▶ _What the exercise asks_
Nothing outside the range is wanted. Repeat exactly the lines below from the one with "Subject = stone balustrade" through the one with "Subject = pink patterned bodice".

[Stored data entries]
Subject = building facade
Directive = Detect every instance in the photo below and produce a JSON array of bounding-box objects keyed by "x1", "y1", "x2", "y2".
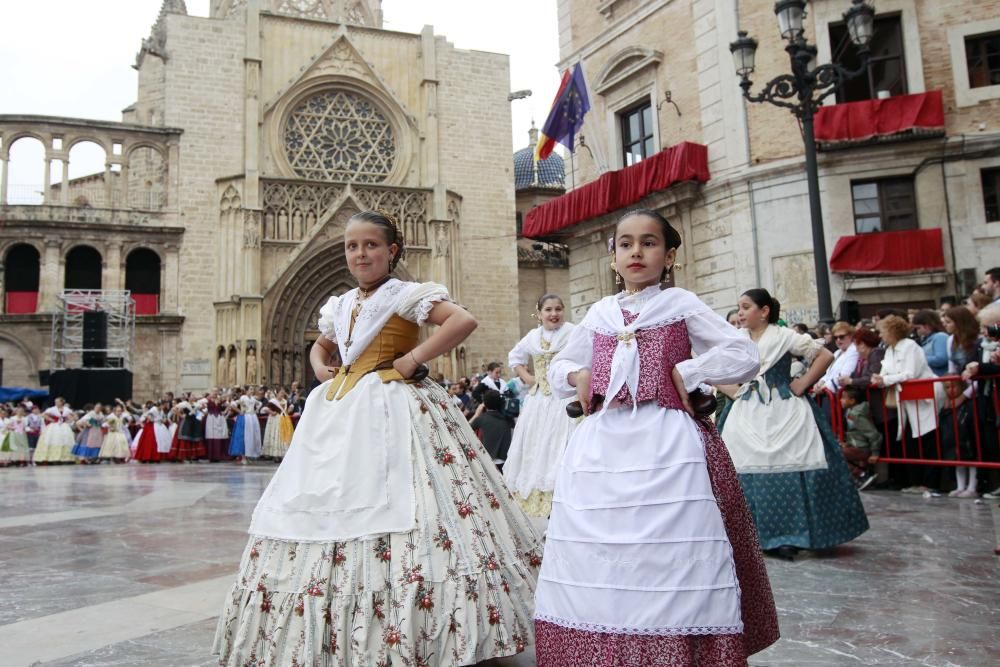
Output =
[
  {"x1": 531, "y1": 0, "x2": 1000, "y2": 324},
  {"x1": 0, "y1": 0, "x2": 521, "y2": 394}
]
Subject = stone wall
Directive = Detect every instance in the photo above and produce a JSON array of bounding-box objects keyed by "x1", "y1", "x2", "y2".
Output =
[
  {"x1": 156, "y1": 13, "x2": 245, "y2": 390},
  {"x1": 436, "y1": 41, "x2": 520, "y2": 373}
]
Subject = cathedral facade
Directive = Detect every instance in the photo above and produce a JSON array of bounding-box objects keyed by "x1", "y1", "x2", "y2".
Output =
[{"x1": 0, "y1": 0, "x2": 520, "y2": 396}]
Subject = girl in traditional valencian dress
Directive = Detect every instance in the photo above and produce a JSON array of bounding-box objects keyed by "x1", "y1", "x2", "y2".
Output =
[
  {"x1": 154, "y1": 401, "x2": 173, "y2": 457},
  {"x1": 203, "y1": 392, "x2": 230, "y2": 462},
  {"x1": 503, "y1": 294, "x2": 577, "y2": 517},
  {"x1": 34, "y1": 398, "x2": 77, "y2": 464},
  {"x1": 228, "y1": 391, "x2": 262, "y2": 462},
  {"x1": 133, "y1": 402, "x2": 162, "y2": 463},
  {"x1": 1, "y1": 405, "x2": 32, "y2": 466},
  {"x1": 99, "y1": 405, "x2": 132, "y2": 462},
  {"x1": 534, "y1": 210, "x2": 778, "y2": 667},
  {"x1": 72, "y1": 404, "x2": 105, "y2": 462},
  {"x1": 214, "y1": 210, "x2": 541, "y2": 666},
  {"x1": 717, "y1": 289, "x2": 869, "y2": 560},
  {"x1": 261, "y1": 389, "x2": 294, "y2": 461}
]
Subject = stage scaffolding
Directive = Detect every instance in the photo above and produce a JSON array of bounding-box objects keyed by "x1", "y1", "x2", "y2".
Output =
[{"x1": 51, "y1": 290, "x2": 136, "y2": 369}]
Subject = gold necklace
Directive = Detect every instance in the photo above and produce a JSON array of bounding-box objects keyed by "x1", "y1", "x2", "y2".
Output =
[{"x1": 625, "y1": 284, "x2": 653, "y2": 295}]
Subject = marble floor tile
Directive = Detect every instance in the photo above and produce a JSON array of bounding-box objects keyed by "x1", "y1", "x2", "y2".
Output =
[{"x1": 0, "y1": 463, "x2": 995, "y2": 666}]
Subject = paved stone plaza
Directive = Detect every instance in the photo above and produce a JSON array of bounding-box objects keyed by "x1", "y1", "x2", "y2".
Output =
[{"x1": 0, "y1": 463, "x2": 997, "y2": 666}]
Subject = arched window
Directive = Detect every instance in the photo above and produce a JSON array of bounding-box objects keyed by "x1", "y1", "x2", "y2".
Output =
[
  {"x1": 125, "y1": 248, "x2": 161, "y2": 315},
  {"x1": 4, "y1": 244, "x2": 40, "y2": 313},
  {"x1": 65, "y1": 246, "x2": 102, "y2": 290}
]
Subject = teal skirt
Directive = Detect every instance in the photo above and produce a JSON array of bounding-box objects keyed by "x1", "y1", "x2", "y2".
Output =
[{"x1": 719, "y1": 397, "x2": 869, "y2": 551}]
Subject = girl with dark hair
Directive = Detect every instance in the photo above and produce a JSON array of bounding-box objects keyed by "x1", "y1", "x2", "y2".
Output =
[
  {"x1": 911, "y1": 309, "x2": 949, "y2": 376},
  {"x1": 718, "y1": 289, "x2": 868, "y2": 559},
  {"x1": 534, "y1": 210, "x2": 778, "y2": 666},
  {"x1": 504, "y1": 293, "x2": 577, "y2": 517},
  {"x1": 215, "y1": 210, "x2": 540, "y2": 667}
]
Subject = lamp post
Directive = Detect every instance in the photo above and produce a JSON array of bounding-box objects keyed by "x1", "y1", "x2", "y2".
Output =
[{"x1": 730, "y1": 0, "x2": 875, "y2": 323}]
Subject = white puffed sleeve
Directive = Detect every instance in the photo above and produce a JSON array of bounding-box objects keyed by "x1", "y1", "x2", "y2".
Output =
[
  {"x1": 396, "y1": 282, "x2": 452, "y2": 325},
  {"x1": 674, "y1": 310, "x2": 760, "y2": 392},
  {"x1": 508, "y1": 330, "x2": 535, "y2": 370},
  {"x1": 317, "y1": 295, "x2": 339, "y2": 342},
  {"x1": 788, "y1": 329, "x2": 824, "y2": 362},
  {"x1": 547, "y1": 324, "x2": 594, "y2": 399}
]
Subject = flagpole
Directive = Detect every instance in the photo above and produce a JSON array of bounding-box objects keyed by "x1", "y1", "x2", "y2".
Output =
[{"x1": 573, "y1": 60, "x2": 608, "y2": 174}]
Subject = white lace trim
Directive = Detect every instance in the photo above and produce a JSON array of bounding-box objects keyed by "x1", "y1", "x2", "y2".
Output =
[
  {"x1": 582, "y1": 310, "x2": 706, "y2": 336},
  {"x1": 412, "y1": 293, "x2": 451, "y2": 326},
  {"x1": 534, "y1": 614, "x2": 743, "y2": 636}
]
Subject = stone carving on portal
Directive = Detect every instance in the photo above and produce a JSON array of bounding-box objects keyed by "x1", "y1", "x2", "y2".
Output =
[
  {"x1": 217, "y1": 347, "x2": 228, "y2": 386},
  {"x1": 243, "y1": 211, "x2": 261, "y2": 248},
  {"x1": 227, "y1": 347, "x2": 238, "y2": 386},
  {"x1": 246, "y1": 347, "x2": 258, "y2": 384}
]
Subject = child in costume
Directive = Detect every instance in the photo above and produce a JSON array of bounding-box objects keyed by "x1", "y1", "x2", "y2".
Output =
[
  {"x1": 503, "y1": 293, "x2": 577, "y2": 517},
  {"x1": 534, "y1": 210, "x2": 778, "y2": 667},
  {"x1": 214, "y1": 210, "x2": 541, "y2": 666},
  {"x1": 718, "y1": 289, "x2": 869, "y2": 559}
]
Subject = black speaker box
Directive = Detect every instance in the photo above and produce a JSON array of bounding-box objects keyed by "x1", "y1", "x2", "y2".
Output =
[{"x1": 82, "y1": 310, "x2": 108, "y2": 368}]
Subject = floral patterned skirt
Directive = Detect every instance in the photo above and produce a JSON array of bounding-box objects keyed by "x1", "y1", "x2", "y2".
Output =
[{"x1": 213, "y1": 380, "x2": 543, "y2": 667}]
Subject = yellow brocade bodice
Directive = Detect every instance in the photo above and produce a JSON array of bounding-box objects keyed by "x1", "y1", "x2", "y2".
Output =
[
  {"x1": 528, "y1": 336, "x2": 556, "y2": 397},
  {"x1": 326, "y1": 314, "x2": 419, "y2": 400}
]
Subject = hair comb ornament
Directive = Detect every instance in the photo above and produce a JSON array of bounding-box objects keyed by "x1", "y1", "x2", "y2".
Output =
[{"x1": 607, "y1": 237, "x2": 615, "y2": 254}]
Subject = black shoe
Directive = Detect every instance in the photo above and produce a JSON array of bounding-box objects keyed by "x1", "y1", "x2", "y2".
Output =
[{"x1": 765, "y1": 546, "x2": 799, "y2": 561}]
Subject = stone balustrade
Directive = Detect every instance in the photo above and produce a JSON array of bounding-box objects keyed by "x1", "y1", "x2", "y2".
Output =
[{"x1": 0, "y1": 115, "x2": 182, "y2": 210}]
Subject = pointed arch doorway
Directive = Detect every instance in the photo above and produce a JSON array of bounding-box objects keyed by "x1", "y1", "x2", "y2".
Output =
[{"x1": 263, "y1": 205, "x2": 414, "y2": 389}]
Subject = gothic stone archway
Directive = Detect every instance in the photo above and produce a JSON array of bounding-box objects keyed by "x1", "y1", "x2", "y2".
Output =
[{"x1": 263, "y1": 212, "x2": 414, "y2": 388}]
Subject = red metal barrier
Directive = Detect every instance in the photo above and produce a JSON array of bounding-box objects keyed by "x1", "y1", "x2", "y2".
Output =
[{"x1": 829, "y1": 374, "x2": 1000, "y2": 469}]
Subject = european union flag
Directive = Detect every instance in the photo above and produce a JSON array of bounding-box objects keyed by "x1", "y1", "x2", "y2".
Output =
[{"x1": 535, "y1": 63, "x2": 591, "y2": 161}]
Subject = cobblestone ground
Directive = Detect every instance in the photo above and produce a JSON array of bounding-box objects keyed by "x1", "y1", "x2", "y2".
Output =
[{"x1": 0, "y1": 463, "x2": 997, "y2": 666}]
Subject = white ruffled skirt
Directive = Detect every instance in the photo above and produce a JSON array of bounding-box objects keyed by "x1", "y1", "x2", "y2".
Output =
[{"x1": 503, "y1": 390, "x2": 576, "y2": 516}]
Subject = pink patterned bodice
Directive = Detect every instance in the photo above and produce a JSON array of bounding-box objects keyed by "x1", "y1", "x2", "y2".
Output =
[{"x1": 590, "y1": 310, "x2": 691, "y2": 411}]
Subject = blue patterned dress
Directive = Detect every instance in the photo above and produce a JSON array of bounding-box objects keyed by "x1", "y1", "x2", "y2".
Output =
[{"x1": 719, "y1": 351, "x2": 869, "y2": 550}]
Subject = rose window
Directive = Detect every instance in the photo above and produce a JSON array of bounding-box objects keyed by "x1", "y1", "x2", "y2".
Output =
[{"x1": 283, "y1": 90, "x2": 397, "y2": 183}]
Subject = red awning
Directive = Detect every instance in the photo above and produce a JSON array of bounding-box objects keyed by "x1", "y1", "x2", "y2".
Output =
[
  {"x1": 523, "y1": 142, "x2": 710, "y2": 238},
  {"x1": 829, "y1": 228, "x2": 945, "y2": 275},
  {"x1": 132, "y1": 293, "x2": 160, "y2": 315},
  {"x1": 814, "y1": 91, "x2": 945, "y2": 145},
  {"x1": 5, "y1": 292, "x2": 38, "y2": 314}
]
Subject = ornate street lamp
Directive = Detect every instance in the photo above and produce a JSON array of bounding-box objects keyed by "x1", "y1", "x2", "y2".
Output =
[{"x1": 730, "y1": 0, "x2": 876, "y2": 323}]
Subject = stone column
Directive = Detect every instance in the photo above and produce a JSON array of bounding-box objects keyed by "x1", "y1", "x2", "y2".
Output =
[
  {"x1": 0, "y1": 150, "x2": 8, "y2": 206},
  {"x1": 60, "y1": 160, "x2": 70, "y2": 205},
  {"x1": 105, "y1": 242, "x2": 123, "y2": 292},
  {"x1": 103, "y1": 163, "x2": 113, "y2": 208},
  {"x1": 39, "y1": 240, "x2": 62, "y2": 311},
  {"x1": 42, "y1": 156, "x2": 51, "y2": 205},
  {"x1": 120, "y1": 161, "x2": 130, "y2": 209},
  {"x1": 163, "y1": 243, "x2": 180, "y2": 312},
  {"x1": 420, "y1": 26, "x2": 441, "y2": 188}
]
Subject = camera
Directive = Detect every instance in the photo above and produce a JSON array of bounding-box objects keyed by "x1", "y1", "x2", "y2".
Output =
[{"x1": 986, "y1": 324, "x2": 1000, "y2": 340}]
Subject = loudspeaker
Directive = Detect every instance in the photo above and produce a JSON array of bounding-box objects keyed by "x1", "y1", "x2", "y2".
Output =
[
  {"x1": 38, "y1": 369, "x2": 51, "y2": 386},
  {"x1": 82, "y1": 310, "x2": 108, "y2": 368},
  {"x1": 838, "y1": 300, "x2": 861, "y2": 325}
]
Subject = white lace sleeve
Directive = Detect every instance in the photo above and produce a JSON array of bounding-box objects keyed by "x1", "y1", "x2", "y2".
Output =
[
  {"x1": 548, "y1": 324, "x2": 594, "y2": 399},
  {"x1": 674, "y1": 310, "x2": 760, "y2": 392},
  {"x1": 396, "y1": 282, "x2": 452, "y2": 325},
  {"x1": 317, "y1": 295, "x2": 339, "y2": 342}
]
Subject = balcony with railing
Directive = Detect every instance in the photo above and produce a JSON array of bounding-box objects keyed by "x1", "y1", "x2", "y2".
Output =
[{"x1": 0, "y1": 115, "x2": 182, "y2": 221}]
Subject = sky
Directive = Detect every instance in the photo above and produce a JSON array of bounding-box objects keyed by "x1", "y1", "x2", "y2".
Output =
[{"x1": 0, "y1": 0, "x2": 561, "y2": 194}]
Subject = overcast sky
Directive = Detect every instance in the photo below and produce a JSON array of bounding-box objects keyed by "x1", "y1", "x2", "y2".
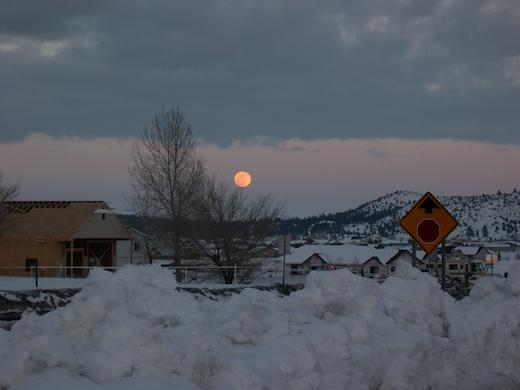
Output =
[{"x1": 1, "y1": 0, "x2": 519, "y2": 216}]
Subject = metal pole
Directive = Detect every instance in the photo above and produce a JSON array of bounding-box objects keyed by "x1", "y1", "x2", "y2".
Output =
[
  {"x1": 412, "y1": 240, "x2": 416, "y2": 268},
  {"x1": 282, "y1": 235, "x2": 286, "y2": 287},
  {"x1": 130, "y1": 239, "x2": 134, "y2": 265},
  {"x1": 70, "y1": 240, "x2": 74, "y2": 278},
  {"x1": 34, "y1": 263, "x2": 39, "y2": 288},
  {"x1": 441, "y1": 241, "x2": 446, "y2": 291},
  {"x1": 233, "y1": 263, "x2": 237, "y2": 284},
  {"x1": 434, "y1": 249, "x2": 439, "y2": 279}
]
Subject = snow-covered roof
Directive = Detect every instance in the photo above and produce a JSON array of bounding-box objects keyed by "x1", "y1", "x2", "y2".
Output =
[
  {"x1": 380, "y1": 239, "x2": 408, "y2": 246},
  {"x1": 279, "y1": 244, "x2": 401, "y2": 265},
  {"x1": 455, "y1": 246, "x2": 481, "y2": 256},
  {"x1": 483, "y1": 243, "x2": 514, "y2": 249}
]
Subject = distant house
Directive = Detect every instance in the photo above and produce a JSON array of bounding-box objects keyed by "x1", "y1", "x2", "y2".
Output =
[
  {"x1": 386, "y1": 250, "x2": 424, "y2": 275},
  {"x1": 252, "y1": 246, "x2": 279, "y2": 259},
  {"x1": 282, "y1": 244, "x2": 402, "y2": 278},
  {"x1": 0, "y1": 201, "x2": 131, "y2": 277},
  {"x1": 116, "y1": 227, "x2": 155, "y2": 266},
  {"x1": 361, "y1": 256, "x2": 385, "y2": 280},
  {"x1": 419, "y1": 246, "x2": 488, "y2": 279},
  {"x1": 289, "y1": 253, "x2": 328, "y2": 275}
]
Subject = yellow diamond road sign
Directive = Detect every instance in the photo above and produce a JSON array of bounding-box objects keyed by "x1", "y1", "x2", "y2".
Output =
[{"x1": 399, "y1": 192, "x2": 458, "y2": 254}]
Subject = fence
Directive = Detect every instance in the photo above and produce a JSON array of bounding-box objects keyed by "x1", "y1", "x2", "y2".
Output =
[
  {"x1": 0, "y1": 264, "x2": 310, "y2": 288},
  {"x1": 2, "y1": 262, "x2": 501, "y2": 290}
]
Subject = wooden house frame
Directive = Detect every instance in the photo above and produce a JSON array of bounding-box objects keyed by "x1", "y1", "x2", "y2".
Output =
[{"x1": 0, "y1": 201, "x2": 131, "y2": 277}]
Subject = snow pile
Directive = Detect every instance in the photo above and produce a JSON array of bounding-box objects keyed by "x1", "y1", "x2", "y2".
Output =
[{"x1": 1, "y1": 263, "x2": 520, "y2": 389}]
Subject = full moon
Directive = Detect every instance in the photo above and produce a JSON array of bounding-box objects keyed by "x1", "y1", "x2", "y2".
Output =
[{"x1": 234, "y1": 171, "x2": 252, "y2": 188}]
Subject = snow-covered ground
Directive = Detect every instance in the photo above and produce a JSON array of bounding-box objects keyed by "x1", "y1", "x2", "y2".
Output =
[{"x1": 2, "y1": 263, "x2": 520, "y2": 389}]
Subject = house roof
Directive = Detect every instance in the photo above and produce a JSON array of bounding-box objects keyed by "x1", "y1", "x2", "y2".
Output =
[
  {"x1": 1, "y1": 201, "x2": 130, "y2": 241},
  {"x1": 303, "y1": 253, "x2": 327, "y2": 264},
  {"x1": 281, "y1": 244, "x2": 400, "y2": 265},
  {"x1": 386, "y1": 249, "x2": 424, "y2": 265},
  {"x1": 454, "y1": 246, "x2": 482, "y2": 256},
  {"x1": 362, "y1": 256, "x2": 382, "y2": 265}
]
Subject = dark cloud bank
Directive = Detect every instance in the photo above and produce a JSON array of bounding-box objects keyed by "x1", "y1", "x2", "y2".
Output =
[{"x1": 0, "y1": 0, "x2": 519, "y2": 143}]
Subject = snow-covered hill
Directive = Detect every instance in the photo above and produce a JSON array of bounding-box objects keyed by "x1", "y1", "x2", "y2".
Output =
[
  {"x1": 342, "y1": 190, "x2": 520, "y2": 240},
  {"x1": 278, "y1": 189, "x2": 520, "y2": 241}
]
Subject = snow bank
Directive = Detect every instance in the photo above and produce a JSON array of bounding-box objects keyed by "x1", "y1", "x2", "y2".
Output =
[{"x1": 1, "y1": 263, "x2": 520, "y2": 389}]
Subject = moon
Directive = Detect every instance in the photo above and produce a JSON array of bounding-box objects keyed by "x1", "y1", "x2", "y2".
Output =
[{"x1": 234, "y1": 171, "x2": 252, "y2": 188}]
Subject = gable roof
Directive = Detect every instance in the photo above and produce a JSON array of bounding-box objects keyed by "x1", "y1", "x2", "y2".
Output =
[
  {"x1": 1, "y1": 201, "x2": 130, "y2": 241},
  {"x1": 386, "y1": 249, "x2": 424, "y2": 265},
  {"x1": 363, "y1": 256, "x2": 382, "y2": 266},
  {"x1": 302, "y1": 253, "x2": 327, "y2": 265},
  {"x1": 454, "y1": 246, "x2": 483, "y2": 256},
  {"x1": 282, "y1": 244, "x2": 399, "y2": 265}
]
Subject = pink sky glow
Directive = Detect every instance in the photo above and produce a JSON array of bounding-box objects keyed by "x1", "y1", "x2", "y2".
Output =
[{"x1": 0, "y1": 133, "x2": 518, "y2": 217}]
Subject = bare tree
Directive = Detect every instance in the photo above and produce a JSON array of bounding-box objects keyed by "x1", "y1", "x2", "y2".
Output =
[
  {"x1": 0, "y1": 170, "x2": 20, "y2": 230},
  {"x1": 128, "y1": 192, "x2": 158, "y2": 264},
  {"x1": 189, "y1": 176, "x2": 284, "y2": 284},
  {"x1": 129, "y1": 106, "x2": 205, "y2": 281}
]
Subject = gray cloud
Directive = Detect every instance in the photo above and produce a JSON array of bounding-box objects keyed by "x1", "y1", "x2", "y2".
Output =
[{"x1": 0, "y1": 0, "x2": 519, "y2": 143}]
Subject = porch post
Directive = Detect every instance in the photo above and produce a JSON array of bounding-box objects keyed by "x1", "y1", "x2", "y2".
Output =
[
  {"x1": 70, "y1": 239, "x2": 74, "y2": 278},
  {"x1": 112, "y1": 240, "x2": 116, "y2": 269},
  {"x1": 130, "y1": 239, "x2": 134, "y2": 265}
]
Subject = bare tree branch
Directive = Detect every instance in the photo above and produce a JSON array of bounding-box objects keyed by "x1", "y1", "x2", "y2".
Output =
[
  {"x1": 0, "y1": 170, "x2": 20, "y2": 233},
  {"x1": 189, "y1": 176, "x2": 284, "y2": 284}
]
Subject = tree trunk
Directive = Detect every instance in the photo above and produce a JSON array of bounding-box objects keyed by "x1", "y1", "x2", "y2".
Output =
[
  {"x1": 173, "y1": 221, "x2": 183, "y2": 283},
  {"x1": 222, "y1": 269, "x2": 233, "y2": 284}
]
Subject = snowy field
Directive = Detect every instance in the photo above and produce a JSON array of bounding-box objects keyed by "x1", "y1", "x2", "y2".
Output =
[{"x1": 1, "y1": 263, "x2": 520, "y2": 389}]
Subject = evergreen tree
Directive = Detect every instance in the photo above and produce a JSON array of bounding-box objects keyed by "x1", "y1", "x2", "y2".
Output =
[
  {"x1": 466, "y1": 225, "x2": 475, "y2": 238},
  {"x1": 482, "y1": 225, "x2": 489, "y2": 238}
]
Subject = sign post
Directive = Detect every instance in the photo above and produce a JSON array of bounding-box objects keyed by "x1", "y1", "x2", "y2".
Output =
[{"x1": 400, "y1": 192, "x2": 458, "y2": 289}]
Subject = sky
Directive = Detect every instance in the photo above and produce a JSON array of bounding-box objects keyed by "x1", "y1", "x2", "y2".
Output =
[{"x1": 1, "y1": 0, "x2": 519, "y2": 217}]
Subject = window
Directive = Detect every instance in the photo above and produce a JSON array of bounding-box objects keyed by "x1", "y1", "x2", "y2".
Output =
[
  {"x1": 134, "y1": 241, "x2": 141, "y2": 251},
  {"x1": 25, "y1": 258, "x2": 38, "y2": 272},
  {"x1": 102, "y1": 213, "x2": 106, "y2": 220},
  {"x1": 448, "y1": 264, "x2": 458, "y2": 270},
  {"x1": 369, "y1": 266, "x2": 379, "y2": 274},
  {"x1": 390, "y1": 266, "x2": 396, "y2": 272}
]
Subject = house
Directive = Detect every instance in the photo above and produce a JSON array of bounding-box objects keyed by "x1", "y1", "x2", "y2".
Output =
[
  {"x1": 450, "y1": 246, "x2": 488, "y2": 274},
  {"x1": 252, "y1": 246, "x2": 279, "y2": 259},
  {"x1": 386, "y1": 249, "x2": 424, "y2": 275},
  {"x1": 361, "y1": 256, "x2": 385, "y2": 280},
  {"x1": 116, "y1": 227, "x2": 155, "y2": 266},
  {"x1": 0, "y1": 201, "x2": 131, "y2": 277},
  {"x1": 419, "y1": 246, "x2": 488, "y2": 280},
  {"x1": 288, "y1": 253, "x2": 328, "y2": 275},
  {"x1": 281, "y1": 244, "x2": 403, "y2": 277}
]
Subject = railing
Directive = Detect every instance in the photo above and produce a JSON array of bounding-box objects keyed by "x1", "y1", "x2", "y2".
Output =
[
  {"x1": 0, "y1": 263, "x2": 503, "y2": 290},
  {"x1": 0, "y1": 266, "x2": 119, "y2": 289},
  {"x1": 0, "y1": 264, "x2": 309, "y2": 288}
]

▶ _Task output_
Subject = stone balustrade
Directive = Detect every instance in the photo above and produce a JSON array of bounding-box objects keyed by "x1", "y1", "x2", "y2".
Output =
[{"x1": 0, "y1": 115, "x2": 182, "y2": 210}]
Subject = pointed arch doorway
Directive = Detect every instance in the photo above and produce a JSON array of bounding-box objects keyed by "x1", "y1", "x2", "y2".
Output =
[{"x1": 263, "y1": 205, "x2": 414, "y2": 389}]
Subject = gothic stone archway
Directive = Detect every instance in the photo above and produce a JSON array of bounding-box objects keyed by "x1", "y1", "x2", "y2".
Output =
[{"x1": 263, "y1": 212, "x2": 414, "y2": 388}]
Subject = red metal barrier
Directive = Detect every instance in the photo above and produce a JSON array of bounding-box objects keyed by "x1", "y1", "x2", "y2".
Output =
[{"x1": 829, "y1": 374, "x2": 1000, "y2": 469}]
Subject = european union flag
Directive = Detect every instance in the photo above and produce a JSON array of bounding-box objects keyed by "x1", "y1", "x2", "y2".
Output =
[{"x1": 535, "y1": 63, "x2": 591, "y2": 161}]
Subject = cobblestone ground
Directive = Detect every instance in the photo above and produce a JSON array of bounding-box objects keyed by "x1", "y1", "x2", "y2".
Output =
[{"x1": 0, "y1": 463, "x2": 997, "y2": 666}]
Subject = white ruffled skirt
Directive = Detect every instance in the photo above and produce a JSON array of bounding-box objects keyed by "x1", "y1", "x2", "y2".
Output =
[{"x1": 503, "y1": 390, "x2": 576, "y2": 516}]
Subject = pink patterned bodice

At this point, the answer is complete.